[START]

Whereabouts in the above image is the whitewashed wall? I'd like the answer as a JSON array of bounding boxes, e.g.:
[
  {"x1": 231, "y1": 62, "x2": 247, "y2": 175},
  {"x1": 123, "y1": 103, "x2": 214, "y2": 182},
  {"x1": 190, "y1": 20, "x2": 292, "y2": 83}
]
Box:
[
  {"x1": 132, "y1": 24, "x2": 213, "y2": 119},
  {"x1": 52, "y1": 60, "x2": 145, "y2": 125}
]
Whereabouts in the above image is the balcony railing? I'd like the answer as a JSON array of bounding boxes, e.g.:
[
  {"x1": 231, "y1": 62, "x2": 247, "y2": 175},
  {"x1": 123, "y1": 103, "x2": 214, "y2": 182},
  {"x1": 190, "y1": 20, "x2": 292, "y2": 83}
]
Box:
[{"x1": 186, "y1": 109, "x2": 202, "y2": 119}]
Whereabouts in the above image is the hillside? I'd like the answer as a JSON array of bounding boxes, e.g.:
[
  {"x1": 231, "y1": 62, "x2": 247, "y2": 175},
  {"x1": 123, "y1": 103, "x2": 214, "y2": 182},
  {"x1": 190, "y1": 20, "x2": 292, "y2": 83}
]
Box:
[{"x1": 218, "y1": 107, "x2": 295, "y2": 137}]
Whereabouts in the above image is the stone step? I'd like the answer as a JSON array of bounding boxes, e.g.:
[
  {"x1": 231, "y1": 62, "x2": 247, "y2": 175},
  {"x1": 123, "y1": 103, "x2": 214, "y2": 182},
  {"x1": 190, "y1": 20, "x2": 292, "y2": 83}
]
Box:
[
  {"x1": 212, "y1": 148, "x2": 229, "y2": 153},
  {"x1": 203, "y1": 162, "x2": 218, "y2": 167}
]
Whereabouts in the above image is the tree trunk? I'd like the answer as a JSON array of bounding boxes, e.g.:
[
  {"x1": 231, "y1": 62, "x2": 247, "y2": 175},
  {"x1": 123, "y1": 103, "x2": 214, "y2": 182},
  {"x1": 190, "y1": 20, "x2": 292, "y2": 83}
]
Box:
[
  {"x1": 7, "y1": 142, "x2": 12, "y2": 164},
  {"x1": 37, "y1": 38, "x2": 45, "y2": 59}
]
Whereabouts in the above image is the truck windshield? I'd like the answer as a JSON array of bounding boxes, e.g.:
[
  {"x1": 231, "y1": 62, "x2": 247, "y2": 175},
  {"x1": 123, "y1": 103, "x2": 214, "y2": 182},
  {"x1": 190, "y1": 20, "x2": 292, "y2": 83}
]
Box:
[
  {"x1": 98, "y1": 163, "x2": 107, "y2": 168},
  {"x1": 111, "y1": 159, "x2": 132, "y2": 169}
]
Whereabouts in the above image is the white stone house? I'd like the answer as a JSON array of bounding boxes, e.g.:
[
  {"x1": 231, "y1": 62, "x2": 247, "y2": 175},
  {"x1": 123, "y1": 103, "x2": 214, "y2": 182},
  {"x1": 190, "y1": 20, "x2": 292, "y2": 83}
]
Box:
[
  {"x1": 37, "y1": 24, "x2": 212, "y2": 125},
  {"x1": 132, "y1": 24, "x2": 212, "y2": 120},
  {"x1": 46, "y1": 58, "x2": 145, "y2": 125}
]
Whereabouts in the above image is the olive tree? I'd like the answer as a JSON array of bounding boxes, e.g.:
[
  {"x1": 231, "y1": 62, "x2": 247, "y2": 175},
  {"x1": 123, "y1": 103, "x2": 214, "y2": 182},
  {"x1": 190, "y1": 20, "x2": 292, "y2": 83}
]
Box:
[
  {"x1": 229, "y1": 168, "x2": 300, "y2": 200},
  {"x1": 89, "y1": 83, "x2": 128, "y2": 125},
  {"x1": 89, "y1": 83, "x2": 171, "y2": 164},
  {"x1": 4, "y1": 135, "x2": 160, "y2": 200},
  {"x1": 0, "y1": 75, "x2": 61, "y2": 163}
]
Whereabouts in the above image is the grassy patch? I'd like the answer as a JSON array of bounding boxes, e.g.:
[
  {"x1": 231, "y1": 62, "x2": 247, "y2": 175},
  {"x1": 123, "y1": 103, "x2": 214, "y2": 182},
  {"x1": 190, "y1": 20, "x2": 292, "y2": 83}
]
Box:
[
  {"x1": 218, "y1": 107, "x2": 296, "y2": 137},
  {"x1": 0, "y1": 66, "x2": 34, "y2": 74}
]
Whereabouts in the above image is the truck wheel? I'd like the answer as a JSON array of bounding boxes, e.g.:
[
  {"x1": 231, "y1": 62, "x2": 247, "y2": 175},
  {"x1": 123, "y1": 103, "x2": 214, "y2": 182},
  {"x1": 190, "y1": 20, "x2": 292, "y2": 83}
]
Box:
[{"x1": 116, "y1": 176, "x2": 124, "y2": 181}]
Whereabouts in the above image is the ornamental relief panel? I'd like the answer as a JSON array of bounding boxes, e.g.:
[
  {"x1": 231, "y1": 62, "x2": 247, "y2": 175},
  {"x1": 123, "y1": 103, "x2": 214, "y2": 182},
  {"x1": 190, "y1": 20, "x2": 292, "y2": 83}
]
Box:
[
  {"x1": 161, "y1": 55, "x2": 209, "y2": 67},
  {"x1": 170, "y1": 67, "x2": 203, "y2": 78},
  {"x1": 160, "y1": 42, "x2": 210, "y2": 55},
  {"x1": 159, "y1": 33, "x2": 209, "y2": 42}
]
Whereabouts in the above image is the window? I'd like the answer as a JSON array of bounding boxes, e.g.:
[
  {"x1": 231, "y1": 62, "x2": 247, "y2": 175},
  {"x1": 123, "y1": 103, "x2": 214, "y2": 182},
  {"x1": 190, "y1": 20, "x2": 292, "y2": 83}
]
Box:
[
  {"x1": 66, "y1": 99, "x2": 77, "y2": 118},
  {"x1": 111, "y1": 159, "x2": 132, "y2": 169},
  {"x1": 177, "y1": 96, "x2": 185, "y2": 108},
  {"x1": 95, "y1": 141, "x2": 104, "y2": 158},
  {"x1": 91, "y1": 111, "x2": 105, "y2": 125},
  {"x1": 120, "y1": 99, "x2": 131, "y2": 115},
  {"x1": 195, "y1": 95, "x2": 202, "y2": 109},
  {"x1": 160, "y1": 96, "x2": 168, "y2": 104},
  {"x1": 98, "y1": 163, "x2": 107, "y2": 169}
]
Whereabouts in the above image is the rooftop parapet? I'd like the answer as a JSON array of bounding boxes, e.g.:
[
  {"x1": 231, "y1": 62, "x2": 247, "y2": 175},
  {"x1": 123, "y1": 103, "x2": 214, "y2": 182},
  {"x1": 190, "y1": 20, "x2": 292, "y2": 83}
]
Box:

[END]

**Task description**
Count the lines of the records above that contain the word "tree". Reply with only the number.

**Output of the task**
2